── Recorded information

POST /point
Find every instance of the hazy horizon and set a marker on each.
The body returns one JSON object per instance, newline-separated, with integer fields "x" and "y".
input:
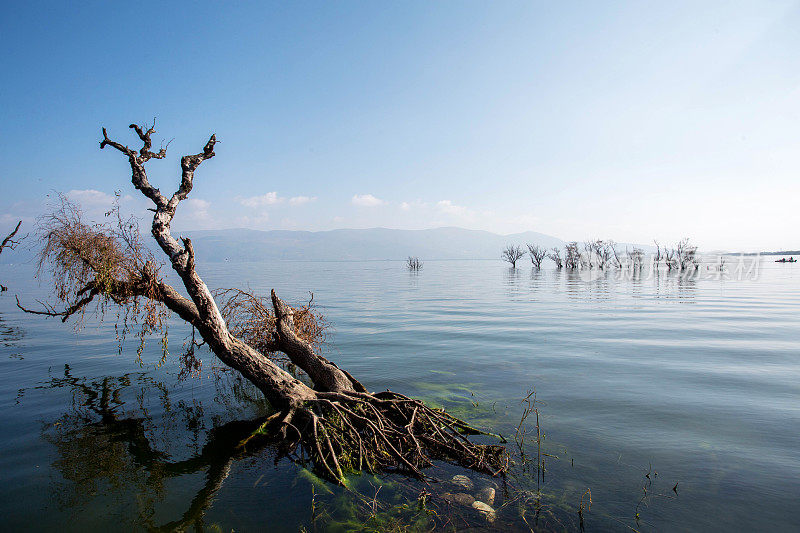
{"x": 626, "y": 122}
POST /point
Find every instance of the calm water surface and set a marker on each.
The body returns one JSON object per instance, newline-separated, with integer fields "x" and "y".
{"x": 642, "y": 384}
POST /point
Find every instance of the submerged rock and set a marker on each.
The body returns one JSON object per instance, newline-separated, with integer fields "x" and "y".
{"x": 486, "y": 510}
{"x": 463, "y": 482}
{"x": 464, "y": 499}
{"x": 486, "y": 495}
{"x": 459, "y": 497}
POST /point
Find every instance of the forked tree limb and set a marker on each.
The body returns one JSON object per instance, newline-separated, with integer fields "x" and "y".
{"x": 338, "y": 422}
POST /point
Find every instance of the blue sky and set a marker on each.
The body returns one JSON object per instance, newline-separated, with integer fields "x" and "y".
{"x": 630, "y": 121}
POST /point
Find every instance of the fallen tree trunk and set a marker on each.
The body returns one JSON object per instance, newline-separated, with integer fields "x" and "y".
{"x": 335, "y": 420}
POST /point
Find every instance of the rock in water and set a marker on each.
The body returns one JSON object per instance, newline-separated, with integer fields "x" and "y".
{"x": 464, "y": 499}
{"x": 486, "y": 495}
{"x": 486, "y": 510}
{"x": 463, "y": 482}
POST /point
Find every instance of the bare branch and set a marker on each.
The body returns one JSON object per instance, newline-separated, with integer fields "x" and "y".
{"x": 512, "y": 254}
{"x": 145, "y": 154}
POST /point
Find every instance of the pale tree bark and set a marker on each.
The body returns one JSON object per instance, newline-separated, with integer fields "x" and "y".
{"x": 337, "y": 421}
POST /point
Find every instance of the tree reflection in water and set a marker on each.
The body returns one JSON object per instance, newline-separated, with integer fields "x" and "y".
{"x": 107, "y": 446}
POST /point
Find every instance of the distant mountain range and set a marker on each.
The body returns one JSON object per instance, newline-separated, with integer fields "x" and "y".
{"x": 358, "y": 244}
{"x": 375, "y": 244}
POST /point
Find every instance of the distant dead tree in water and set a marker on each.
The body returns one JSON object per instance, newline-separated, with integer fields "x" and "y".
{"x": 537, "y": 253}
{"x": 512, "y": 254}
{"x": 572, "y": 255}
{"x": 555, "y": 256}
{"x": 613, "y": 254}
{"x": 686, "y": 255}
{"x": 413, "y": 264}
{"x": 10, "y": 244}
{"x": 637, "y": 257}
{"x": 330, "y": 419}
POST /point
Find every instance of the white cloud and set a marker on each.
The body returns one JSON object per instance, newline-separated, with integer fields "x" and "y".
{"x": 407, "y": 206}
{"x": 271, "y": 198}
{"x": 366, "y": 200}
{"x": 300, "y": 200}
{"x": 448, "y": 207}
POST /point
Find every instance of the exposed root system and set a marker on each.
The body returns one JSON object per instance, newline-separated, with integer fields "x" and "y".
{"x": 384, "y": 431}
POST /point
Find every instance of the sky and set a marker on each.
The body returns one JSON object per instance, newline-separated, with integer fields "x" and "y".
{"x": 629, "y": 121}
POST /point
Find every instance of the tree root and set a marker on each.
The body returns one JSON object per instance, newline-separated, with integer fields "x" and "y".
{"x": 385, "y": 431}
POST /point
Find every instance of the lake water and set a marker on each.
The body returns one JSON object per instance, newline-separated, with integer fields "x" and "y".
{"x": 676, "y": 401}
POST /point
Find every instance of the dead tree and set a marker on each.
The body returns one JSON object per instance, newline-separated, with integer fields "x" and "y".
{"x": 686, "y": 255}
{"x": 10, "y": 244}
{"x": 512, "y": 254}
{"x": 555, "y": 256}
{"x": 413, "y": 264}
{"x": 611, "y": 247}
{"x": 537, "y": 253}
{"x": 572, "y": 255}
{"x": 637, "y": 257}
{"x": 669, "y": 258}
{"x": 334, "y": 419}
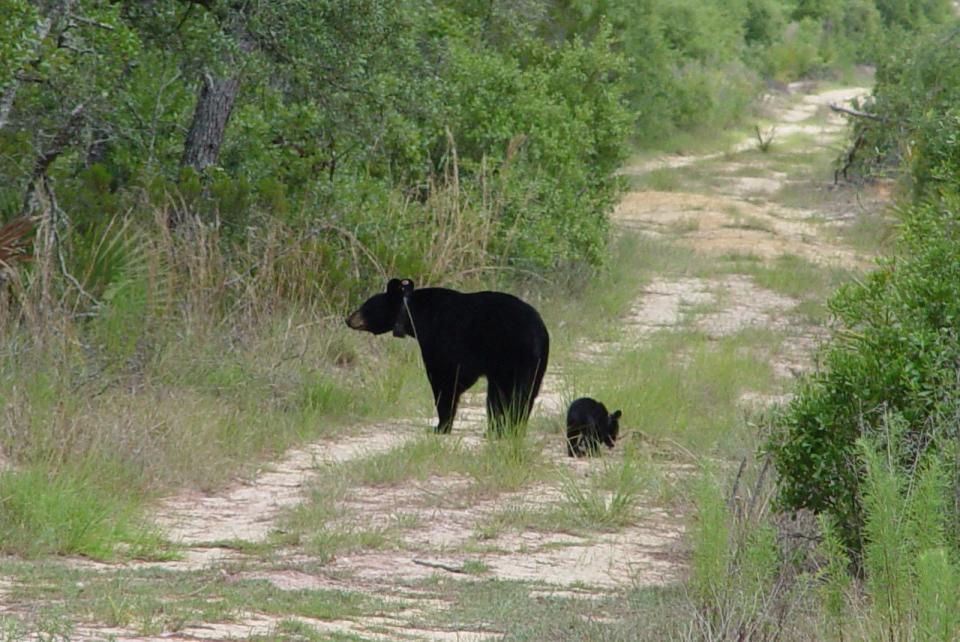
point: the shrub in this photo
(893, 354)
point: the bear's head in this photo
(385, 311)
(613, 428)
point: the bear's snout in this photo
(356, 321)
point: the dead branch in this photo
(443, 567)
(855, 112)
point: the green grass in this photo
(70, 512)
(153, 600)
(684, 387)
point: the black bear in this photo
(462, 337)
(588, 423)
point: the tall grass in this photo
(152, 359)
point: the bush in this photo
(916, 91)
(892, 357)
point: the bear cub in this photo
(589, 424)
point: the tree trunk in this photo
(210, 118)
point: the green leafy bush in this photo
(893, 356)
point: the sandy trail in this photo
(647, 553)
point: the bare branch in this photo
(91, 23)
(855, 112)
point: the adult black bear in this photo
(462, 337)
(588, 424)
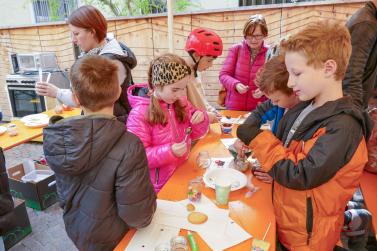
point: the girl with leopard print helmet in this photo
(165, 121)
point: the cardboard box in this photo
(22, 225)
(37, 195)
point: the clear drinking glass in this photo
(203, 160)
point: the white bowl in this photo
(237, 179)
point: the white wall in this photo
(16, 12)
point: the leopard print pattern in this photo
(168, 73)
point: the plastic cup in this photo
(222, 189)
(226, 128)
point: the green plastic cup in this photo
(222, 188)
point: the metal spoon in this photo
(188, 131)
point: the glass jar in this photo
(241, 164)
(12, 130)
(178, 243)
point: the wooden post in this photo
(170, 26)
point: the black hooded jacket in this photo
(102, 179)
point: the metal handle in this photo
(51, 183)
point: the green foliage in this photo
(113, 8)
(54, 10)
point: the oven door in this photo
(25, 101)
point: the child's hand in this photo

────
── Recorded information

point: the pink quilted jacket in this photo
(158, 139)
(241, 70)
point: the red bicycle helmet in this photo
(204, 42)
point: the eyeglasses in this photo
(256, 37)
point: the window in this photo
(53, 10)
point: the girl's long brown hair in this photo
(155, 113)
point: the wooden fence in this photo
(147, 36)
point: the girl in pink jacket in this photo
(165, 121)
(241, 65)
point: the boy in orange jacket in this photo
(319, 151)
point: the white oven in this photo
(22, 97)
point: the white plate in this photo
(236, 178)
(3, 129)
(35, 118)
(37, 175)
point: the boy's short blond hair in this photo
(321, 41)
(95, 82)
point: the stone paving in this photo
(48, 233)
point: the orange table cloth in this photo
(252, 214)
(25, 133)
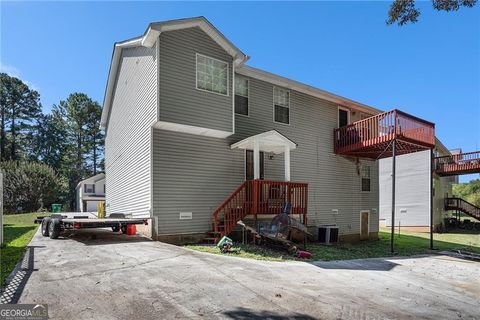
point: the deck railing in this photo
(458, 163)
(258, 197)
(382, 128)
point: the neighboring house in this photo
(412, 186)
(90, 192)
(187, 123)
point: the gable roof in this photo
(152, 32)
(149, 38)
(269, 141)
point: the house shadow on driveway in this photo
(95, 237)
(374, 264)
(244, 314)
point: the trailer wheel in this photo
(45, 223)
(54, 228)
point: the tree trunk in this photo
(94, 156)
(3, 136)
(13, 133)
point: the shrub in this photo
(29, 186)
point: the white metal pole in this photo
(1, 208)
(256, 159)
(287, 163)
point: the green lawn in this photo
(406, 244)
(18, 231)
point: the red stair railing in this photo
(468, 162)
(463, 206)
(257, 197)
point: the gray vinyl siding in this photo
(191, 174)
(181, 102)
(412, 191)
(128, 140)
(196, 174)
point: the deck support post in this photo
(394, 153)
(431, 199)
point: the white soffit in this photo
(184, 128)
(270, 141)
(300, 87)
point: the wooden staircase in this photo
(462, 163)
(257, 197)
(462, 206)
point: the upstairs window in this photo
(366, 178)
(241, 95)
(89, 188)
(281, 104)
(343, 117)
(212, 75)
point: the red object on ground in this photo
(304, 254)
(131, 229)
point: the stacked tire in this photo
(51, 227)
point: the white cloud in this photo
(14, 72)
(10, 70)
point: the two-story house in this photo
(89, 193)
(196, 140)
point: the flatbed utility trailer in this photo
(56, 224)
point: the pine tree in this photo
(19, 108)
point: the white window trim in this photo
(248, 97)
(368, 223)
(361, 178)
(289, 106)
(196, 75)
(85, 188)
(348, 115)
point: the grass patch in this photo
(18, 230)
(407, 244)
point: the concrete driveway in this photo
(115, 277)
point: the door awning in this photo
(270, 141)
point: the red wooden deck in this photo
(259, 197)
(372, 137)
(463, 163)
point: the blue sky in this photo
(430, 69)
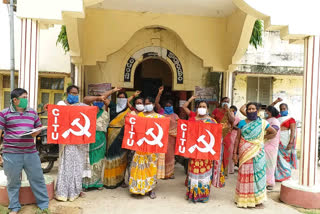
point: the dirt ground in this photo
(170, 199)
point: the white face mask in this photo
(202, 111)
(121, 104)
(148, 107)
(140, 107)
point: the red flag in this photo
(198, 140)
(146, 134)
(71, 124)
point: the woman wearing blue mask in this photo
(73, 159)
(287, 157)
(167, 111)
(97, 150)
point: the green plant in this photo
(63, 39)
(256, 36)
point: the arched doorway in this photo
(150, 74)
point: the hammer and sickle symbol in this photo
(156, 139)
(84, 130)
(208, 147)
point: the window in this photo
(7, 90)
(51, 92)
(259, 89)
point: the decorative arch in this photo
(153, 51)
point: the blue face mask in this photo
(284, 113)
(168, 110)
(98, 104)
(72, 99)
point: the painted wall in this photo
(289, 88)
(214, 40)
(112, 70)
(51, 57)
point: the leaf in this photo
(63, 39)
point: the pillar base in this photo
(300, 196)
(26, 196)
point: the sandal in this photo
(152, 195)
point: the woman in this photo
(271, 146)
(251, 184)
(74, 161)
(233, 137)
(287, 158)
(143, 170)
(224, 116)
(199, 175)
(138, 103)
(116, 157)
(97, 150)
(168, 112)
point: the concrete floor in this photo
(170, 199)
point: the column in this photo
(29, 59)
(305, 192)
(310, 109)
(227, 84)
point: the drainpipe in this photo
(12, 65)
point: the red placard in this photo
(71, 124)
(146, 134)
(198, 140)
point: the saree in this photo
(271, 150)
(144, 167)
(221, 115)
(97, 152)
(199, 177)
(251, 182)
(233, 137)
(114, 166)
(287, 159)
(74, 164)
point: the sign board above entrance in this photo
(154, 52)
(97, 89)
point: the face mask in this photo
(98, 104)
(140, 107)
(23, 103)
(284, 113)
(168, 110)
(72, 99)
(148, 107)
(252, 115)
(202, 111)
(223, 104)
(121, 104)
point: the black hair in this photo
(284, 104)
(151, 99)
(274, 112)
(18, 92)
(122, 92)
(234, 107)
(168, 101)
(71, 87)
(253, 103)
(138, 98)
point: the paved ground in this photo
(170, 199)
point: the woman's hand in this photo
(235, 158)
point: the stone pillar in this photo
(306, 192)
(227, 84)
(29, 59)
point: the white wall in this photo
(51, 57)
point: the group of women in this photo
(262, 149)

────
── Recorded information

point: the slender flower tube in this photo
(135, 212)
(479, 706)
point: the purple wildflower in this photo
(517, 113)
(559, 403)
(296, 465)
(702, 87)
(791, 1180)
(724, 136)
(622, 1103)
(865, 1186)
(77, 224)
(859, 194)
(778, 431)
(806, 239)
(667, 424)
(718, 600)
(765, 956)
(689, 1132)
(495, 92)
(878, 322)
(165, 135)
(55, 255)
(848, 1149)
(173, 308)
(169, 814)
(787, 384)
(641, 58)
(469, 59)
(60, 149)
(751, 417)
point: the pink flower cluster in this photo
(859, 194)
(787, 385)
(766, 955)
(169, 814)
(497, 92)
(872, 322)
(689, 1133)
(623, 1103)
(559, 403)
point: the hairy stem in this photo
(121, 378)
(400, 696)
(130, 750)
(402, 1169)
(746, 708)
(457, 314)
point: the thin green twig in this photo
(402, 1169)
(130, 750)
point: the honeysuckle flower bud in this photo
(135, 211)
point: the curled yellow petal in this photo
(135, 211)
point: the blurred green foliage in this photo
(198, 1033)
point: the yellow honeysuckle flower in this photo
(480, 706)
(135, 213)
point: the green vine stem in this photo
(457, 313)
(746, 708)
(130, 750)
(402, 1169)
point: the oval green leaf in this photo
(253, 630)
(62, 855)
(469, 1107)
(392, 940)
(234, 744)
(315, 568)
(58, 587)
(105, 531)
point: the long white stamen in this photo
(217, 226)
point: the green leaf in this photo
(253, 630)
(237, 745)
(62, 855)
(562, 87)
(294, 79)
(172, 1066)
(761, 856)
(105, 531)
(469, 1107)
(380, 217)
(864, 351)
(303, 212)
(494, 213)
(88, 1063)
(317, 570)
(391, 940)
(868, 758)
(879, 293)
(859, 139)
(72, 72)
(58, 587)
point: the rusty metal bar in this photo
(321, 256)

────

Problem requirements:
Could you find every line in the records above that contains the word "rock" and copy it?

Answer to the exercise:
Find every instance of the submerged rock and set a marker on each.
Find every instance of the rock in water and set a marker on each.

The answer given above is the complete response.